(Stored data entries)
++++++

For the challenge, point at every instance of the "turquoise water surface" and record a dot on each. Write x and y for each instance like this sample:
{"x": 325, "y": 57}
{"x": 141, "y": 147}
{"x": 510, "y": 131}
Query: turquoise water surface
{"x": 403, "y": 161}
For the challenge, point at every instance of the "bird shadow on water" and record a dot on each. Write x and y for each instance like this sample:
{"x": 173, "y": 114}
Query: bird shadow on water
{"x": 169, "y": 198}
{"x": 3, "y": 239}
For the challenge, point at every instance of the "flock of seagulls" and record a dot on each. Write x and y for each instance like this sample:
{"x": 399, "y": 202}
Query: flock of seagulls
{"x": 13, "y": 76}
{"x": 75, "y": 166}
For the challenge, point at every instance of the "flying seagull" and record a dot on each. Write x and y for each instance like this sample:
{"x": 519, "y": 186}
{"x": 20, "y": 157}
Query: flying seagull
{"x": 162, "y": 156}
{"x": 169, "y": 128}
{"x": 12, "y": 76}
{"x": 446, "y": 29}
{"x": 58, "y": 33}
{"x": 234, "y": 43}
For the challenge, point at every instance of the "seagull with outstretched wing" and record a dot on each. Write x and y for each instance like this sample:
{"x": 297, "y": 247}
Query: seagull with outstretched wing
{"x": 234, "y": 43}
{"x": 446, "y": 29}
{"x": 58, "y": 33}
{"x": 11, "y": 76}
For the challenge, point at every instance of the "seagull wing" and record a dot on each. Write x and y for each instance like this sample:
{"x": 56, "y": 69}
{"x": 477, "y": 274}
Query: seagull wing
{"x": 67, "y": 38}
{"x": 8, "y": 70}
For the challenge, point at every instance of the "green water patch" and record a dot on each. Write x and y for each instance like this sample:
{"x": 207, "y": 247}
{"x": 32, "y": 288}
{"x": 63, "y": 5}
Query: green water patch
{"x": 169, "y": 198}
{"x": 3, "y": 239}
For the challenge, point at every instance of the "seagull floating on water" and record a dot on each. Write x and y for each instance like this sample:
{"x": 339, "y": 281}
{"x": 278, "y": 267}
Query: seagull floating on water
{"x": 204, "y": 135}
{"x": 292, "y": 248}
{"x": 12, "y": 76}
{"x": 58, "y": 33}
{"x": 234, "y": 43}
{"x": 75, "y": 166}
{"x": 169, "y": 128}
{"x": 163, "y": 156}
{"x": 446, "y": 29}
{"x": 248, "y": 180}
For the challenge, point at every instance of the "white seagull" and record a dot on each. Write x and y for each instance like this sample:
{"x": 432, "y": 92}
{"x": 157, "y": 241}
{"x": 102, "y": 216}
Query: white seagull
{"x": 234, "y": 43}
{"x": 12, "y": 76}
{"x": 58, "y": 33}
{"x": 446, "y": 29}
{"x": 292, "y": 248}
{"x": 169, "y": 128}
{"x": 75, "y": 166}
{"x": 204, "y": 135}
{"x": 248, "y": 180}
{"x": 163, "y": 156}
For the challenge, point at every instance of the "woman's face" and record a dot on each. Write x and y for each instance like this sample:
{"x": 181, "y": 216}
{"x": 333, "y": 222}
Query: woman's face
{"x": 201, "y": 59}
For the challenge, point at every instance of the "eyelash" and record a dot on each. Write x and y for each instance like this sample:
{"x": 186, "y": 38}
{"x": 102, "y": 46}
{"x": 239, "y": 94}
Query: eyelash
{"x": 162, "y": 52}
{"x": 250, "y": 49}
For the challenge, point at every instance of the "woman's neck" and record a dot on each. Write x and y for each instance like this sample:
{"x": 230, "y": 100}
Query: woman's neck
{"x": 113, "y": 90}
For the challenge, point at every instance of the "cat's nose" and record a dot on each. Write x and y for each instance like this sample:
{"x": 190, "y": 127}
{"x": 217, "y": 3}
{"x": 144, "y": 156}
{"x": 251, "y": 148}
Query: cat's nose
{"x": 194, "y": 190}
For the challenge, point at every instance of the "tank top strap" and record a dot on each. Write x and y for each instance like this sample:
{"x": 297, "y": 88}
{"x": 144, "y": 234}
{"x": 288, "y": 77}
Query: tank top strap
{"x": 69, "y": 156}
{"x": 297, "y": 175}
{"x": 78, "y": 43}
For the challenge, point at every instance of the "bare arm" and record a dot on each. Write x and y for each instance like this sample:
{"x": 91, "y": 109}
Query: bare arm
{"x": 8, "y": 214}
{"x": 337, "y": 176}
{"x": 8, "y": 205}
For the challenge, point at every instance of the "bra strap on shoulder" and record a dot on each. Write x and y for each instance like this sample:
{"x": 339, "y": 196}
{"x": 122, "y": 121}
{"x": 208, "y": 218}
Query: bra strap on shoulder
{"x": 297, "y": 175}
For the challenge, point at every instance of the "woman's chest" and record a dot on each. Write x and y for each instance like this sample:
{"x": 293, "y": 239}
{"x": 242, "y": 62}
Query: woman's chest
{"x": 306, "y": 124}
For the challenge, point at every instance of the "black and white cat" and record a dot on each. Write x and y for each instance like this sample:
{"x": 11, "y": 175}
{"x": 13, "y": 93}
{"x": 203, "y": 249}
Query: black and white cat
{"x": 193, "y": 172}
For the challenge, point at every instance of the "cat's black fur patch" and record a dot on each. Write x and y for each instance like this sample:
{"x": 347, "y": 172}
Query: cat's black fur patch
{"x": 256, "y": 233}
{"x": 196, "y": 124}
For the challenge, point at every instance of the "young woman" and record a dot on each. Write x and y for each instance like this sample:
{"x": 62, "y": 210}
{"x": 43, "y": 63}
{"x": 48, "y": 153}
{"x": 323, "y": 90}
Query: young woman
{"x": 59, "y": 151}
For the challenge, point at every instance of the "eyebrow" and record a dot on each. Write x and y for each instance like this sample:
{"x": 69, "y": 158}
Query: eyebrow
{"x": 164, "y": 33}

++++++

Each entry above is to be returned exactly as given.

For the challenge, point at every instance of the "turquoise water surface" and record a dot on each. Write x and y for each instance like this sample:
{"x": 325, "y": 57}
{"x": 141, "y": 147}
{"x": 510, "y": 131}
Query: turquoise water surface
{"x": 403, "y": 161}
For the challenge, point at every instance of the "bird shadow on water" and record a dot on each. Write x and y for each instance like this sample:
{"x": 173, "y": 114}
Query: bird shadow on water
{"x": 169, "y": 198}
{"x": 3, "y": 239}
For the challenge, point at every instance of the "flock of seagulls" and record a dot on each. Write x and y for each instance like this sample:
{"x": 399, "y": 202}
Query: flock of seagulls
{"x": 13, "y": 76}
{"x": 75, "y": 166}
For the challenge, point at every instance of the "flying seagull" and record a dot on each. Write x and y for each instance like this sample:
{"x": 519, "y": 186}
{"x": 20, "y": 157}
Query: flying seagull
{"x": 162, "y": 156}
{"x": 169, "y": 128}
{"x": 12, "y": 76}
{"x": 446, "y": 29}
{"x": 58, "y": 33}
{"x": 234, "y": 43}
For the challenge, point at every instance of the "seagull with outstretched wing" and record a dot on each. Write x and y for each instance like this sample:
{"x": 297, "y": 247}
Query: seagull with outstretched wing
{"x": 234, "y": 43}
{"x": 446, "y": 29}
{"x": 58, "y": 33}
{"x": 11, "y": 76}
For the challenge, point at every instance of the "seagull wing" and record a dot on each. Write x and y for each instance like this sample:
{"x": 56, "y": 69}
{"x": 477, "y": 274}
Query: seagull wing
{"x": 67, "y": 38}
{"x": 8, "y": 70}
For the challenge, point at every instance of the "green water patch" and record a dot on each. Write x and y for each instance like this sample:
{"x": 207, "y": 247}
{"x": 32, "y": 288}
{"x": 63, "y": 5}
Query: green water patch
{"x": 169, "y": 198}
{"x": 3, "y": 239}
For the challenge, point at every instance of the "seagull floating on water" and record a dot on each. Write x and y for each instance like this sample:
{"x": 339, "y": 281}
{"x": 278, "y": 267}
Query: seagull floating on water
{"x": 204, "y": 135}
{"x": 292, "y": 248}
{"x": 12, "y": 76}
{"x": 58, "y": 33}
{"x": 234, "y": 43}
{"x": 75, "y": 166}
{"x": 169, "y": 128}
{"x": 163, "y": 156}
{"x": 446, "y": 29}
{"x": 248, "y": 180}
For the challenge, point at every instance of the "white seagull" and record a dot on each. Write x and y for each instance like this sample:
{"x": 432, "y": 92}
{"x": 157, "y": 241}
{"x": 102, "y": 216}
Query: white seagull
{"x": 234, "y": 43}
{"x": 12, "y": 76}
{"x": 58, "y": 33}
{"x": 446, "y": 29}
{"x": 292, "y": 248}
{"x": 169, "y": 128}
{"x": 75, "y": 166}
{"x": 204, "y": 135}
{"x": 248, "y": 180}
{"x": 163, "y": 156}
For the challenge, point at every instance of the "woman's face" and record a dot on each. Write x and y for each instance like this sample:
{"x": 181, "y": 216}
{"x": 333, "y": 222}
Query: woman's face
{"x": 201, "y": 59}
For the challenge, point at every instance of the "eyelash" and record a dot on each. Write x and y for each instance like this sample:
{"x": 186, "y": 38}
{"x": 102, "y": 46}
{"x": 239, "y": 94}
Query: eyelash
{"x": 162, "y": 52}
{"x": 250, "y": 49}
For the challenge, point at every instance of the "woman's neck" and record a dot on each. Write x and y for each instance like this sample:
{"x": 230, "y": 100}
Query: woman's neck
{"x": 113, "y": 90}
For the challenge, point at every instance of the "cat's nose" and record a dot on each. Write x and y for each instance like this sample:
{"x": 190, "y": 127}
{"x": 217, "y": 3}
{"x": 144, "y": 156}
{"x": 251, "y": 148}
Query: cat's nose
{"x": 194, "y": 190}
For the challenge, point at every instance of the "tank top strap" and record a dot on each. Write x and y for each instance like this sample:
{"x": 297, "y": 88}
{"x": 144, "y": 234}
{"x": 288, "y": 77}
Query: tank top strap
{"x": 69, "y": 156}
{"x": 297, "y": 175}
{"x": 78, "y": 43}
For the challenge, point at every instance of the "bare arm" and record a dot on each. Write x and y for each instance like this sample:
{"x": 91, "y": 109}
Query: bare arm
{"x": 8, "y": 214}
{"x": 337, "y": 176}
{"x": 8, "y": 205}
For the challenge, point at every instance of the "bra strap on shoulder" and record a dot on each. Write x and y for each instance like this sample:
{"x": 339, "y": 196}
{"x": 122, "y": 121}
{"x": 208, "y": 218}
Query: bra strap on shoulder
{"x": 297, "y": 175}
For the challenge, point at every instance of the "woman's chest" and record a dot on each. Write x and y for each instance like this sample:
{"x": 293, "y": 239}
{"x": 242, "y": 62}
Query: woman's chest
{"x": 306, "y": 124}
For the challenge, point at every instance of the "black and white cat" and record a dot on each. Write x and y for each instance like this sample:
{"x": 11, "y": 175}
{"x": 13, "y": 93}
{"x": 203, "y": 249}
Query: black and white cat
{"x": 193, "y": 172}
For the challenge, point at every instance of the "cat's black fur patch" and record a dot on each. Write x and y for each instance like this sample:
{"x": 347, "y": 172}
Query: cat's black fur patch
{"x": 256, "y": 233}
{"x": 196, "y": 124}
For the challenge, point at every instance of the "young woman" and record a dot on each. Write x and y for each instance like this sample:
{"x": 62, "y": 210}
{"x": 43, "y": 63}
{"x": 48, "y": 153}
{"x": 323, "y": 90}
Query: young woman
{"x": 59, "y": 151}
For the challenge, point at every instance of the "eyebrow" and record a dot on each. Write x and y for each instance like this sample:
{"x": 69, "y": 158}
Query: eyebrow
{"x": 164, "y": 33}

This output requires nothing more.